- DOCUMENT PASSAGE:
○ ○ ○ ○ ○

Spring hiking on Colorado’s muddy trails: How to navigate the shoulder season

For Colorado hikers, trail runners and mountain bikers, spring is mud season. Warm sunny periods punctuated by heavy spring snowstorms turn trails in and near the foothills into muddy messes, just when outdoors enthusiasts are fed up with winter and itching to get outside to play.

You probably already want to avoid muddy trails because you don’t enjoy having your boots covered in fetid glop, but Front Range open space managers are practically pleading for you to find other places to hike when trails are muddy. Hiking on muddy trails causes damage to trails through erosion. And, when people walk on drier ground beside muddy trails, single-track trails get widened.

Fortunately, trails usually dry out between storms. Open space managers close trails when they are muddy but reopen them when they can be used without causing damage. Jeffco Open Space, Boulder County Parks & Open Space and City of Boulder Open Space & Mountain Parks all use social media to let users know when trails close and when they reopen.

○ ○ ○ ○ ○

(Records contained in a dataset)
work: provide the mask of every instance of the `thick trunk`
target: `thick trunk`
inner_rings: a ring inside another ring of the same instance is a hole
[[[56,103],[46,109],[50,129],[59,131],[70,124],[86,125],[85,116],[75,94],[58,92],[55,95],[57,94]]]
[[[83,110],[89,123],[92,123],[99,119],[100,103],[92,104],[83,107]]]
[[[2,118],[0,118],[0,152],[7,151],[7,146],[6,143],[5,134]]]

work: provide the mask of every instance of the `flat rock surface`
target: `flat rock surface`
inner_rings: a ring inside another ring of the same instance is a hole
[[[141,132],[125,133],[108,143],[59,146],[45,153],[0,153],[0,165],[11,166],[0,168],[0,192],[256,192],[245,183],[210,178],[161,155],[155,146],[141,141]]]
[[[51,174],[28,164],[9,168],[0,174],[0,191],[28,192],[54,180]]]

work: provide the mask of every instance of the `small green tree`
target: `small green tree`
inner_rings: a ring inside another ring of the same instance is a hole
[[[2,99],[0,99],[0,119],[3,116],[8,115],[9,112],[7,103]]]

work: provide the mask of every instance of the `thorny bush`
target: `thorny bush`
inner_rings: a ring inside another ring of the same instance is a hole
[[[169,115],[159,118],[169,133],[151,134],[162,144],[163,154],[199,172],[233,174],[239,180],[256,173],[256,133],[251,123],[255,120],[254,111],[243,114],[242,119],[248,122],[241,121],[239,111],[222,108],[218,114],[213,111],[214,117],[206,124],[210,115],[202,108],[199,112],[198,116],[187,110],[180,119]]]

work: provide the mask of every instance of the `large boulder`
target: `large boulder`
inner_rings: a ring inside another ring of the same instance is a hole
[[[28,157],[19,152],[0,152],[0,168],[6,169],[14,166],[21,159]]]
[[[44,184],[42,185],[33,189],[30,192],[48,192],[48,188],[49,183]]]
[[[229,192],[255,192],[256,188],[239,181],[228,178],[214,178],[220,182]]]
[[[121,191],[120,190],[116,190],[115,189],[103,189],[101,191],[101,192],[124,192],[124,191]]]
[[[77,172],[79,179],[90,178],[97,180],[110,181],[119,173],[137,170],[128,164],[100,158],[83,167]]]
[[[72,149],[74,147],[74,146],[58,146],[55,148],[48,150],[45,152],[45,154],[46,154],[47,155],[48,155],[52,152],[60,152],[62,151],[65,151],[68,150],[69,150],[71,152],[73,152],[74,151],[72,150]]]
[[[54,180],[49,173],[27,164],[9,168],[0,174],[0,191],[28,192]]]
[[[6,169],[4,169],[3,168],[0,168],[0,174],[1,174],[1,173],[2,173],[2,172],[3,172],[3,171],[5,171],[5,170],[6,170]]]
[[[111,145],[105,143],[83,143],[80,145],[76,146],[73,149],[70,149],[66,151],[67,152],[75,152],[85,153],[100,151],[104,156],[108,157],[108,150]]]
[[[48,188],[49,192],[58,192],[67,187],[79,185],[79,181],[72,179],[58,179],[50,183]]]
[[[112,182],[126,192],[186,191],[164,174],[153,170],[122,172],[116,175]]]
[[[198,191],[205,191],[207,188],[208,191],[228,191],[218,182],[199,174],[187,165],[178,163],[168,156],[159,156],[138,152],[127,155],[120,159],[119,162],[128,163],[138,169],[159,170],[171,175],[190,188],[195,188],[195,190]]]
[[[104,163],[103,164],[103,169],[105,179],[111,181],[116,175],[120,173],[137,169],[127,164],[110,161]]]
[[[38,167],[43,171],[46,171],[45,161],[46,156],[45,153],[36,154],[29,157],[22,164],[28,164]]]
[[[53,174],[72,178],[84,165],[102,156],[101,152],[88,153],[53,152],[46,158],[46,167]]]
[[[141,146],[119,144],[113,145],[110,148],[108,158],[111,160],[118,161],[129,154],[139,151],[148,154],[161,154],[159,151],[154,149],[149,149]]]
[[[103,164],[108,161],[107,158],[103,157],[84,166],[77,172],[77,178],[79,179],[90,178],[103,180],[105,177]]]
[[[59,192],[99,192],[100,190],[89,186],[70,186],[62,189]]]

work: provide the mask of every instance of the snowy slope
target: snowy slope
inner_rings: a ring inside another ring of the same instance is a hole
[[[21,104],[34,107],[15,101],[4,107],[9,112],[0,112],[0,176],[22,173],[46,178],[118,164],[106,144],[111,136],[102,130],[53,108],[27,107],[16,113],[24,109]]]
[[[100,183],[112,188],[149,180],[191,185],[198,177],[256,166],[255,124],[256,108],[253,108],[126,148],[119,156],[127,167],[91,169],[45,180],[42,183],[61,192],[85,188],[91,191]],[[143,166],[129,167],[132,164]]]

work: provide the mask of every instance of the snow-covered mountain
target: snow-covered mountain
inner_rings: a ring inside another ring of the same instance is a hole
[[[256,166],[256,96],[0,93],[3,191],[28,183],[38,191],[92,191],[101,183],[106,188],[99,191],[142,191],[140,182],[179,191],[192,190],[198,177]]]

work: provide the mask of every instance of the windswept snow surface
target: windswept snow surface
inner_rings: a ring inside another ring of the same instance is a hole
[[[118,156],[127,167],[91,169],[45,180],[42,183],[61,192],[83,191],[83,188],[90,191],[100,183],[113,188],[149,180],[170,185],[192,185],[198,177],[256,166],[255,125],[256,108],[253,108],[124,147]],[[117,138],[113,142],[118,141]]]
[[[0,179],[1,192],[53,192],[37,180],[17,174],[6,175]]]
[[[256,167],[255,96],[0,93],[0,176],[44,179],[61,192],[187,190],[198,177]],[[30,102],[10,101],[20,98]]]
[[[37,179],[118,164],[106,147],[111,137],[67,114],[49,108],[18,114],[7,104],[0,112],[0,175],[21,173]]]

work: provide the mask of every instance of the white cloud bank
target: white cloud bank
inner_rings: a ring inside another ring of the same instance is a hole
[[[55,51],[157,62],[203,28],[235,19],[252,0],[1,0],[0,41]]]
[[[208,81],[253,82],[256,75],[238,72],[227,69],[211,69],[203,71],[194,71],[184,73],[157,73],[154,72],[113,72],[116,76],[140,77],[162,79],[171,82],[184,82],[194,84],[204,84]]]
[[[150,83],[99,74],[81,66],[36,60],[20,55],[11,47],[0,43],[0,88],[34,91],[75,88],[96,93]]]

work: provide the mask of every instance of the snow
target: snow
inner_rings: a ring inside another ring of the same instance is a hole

○ ○ ○ ○ ○

- LIST OF TASKS:
a - Copy the passage of the mud-season hiking article that begins at the words "You probably already" and stops after "when they reopen.".
b - Proceed with the mud-season hiking article, picking up after its final sentence.

- RESPONSE LIST:
a -
You probably already want to avoid muddy trails because you don’t enjoy having your boots covered in fetid glop, but Front Range open space managers are practically pleading for you to find other places to hike when trails are muddy. Hiking on muddy trails causes damage to trails through erosion. And, when people walk on drier ground beside muddy trails, single-track trails get widened.

Fortunately, trails usually dry out between storms. Open space managers close trails when they are muddy but reopen them when they can be used without causing damage. Jeffco Open Space, Boulder County Parks & Open Space and City of Boulder Open Space & Mountain Parks all use social media to let users know when trails close and when they reopen.

b -
“There’s two ways to damage the trail,” explained Mary Ann Bonnell, visitor services and natural resources director for Jeffco Open Space. “The primary one is that people try to avoid the mud, go around it, and trample the plant material that’s actually there to help keep the trail from eroding. We want to keep the plants that are growing next to the trail, because if you lose those plants, you can start having the trail crumble down the side of the mountain. You have erosion that erodes the very trail you’re trying to use.”

The other way to damage the trail is by causing deep footprints or tire tracks. Mountain bikes create grooves that allow water to stream down the trail.

“The bike actually creates a channel that water goes down and carries the actual trail surface,” Bonnell said. “So the very thing the trail is made out of is getting carried away in a water event, especially if there is a bike channel.”

Trail damage causes open space managers to spend resources to repair.

“We’ll get deep ruts, and when they dry up and harden, they need to be repaired because they’re hard to walk on —  deep ruts, footprints, hoof prints,” said Vivienne Jannatpour, public information manager for Boulder County Parks & Open Space. “It costs money and time to go in and smooth it out.”

In recent years, Boulder County Open Space has been increasingly proactive about closing trails, Jannatpour said, and they were surprised to find a lot of support in the community for doing it.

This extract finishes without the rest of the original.